#### PROBLEM DETAILS:
Add 104 to each number in the coordinate answers of the material below, from the line containing "Find the adult" through the line containing "(1108, 138)". Then write out that whole stretch again with the requests included.

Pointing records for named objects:
******

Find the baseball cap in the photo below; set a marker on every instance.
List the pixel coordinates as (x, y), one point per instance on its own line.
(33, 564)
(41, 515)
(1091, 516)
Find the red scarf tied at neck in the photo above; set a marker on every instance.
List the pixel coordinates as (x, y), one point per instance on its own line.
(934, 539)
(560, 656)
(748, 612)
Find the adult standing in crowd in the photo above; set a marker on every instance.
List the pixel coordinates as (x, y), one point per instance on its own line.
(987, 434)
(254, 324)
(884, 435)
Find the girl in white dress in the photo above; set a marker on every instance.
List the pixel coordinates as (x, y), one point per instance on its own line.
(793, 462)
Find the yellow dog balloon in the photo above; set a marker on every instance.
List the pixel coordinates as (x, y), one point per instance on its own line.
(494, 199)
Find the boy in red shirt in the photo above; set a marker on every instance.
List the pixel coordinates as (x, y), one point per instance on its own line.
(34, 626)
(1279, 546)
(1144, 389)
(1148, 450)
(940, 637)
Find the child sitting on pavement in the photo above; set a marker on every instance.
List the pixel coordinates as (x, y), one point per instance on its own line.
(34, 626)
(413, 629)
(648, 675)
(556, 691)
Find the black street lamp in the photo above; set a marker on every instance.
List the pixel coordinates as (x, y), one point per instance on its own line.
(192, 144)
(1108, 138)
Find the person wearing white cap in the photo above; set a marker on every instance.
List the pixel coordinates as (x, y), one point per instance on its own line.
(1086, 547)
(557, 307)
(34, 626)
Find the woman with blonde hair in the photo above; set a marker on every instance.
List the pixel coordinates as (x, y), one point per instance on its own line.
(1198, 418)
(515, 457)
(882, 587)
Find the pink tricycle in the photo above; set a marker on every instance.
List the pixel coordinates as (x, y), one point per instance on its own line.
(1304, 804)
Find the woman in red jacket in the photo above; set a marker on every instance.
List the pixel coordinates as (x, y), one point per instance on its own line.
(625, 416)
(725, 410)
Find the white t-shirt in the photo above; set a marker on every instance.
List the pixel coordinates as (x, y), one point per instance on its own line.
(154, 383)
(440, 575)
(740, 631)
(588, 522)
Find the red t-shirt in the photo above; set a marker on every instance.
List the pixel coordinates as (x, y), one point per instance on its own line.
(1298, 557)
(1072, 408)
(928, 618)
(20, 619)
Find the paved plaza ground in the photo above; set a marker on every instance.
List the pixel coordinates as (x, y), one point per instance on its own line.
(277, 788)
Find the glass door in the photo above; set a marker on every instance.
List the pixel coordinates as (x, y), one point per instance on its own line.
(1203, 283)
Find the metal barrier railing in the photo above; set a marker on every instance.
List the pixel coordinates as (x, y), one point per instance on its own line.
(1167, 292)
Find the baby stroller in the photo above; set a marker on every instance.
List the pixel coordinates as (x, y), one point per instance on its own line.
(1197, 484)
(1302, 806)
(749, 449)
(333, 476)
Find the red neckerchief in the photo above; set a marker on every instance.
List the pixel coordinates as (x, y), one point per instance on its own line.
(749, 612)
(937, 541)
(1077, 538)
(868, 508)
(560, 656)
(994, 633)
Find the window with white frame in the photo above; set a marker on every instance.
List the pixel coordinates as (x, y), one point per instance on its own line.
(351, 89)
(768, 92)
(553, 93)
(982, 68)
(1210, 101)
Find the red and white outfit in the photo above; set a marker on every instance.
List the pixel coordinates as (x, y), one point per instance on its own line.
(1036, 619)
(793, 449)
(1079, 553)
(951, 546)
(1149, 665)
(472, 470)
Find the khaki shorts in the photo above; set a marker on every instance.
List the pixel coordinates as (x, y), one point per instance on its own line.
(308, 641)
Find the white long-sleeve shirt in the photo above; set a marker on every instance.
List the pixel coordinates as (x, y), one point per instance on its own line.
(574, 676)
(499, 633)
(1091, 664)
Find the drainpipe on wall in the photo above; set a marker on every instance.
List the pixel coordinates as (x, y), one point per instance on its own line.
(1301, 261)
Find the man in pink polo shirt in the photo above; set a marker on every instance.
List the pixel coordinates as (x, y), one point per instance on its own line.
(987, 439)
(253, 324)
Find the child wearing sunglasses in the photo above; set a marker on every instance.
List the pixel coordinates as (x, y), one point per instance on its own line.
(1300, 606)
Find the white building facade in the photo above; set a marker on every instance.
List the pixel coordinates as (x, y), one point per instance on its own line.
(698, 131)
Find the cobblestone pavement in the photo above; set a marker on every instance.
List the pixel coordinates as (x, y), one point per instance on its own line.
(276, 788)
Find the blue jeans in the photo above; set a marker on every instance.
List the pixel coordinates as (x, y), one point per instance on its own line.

******

#### ANSWER TO THIS EXERCISE:
Find the adult standing in crowd in the photo above; set a marker on every instance.
List the pixel coordinates as (x, y), one point per instance on its own line.
(1091, 538)
(358, 428)
(988, 539)
Find the girl in white dress in the photo above; set a marker on every instance.
List the pixel coordinates as (x, y), one point per instance on its own line.
(897, 566)
Find the yellow dog balloon in the photo above; set a marker on every instance.
List the pixel coordinates as (x, y), one point per instance on its own line.
(598, 303)
Find the boy in red shirt in the photo above; set a marker on every instance.
List the pixel coordinates as (x, y), one point per instance on its own line.
(138, 730)
(1383, 650)
(1248, 493)
(1252, 554)
(1044, 741)
Find the child sitting on pavement in the photo above; set a marker on every instance.
List the pixel coordinates as (x, y), one point per instance on its own line.
(138, 730)
(517, 733)
(752, 779)
(660, 795)
Find the black street lamp in the photo above; set a marker on every instance.
List the pixel coordinates as (x, y), one point per instance on its own line.
(296, 248)
(1212, 242)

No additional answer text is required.